● Input
——————
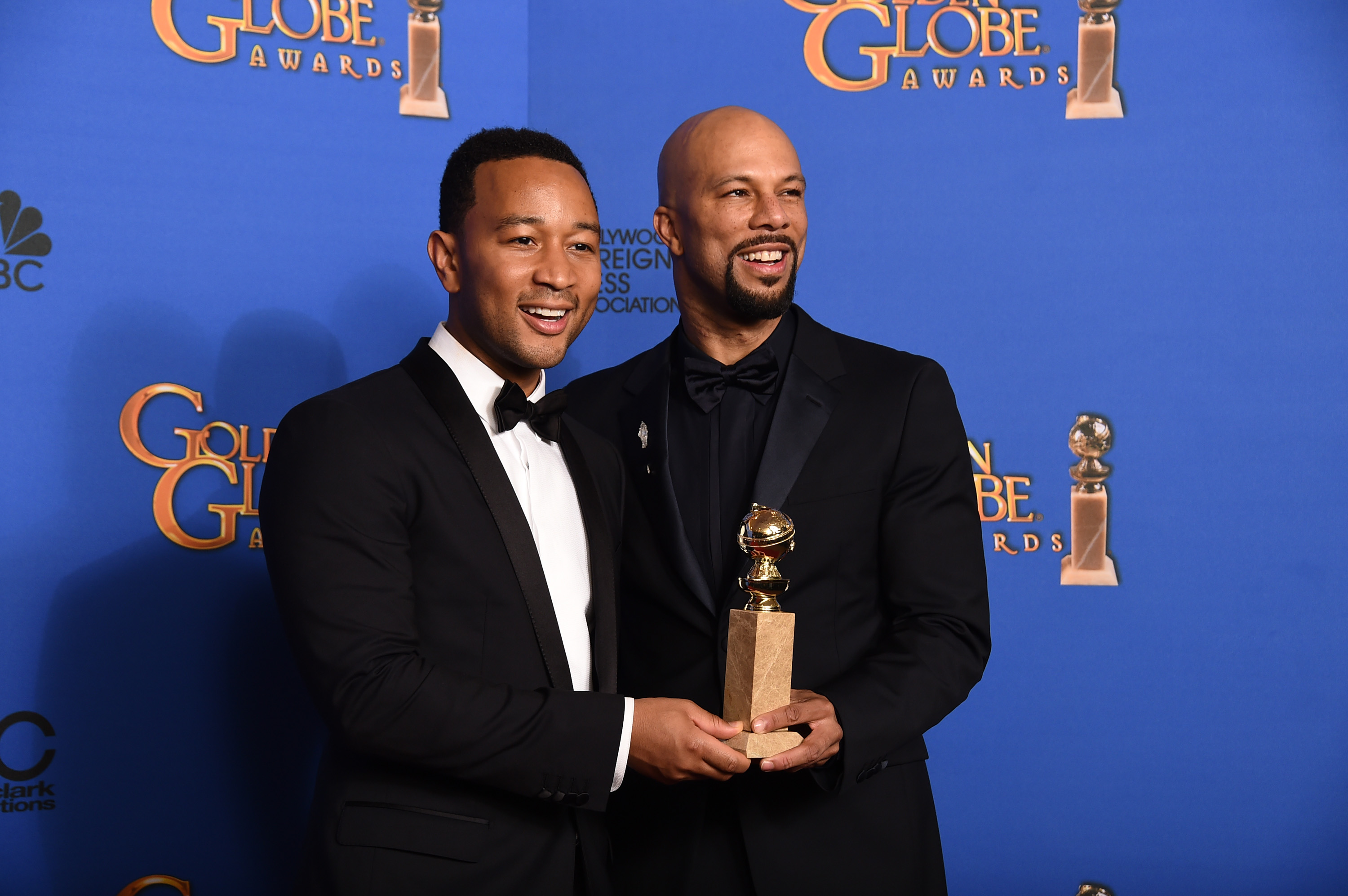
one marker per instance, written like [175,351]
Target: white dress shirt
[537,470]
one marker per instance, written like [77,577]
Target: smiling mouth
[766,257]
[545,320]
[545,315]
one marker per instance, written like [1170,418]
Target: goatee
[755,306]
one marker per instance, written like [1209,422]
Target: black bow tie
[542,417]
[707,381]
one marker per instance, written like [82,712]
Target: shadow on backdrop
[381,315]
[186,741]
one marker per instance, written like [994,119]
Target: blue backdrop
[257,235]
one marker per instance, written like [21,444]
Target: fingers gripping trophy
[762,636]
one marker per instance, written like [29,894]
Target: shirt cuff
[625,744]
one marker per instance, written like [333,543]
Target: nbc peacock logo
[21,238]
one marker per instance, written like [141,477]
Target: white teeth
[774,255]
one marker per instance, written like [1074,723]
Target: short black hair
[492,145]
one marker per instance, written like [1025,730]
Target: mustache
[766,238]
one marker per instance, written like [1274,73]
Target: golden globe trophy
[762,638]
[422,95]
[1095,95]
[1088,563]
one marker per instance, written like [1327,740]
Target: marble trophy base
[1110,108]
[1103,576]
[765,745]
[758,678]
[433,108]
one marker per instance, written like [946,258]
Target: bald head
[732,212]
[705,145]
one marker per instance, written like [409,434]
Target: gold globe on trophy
——————
● Your objective
Rewrite the lines above with every "trophy" changed to "award" and nothing else altered, leaving out the pictures.

● Exercise answer
one marker per instance, written like [175,351]
Target: white dress shirt
[537,470]
one marker per instance, written like [77,577]
Target: smiling mouth
[766,257]
[545,320]
[545,315]
one marker per instance, written like [1170,418]
Target: goatee
[755,306]
one marker per instance, written like [1209,422]
Target: black bow tie
[542,417]
[707,381]
one marker per instance, written like [82,712]
Target: shadow on backdrop
[381,315]
[186,741]
one marker per instance, written like [994,119]
Target: blue backdrop
[257,235]
one marker per instance, written like [21,444]
Target: fingers gripping award
[762,636]
one marker per instance, written like [29,894]
Target: shirt cuff
[625,744]
one marker per instance, written like [333,543]
Target: nbc peacock logo
[21,238]
one marker per instance, written like [141,477]
Target: white teeth
[774,255]
one marker per instance, written like [1074,723]
Target: short black hair
[492,145]
one marker per instance, written like [1025,730]
Target: mustache
[766,238]
one marker per instance, written like [1274,73]
Target: golden globe award
[762,638]
[422,95]
[1095,95]
[1088,563]
one marker per instance, written like [1327,740]
Target: marble award base
[1110,108]
[1103,576]
[765,745]
[758,678]
[433,108]
one marker per instance, written like [946,258]
Target: bald head
[732,212]
[705,145]
one marker per instance, written like [409,434]
Target: gold globe on award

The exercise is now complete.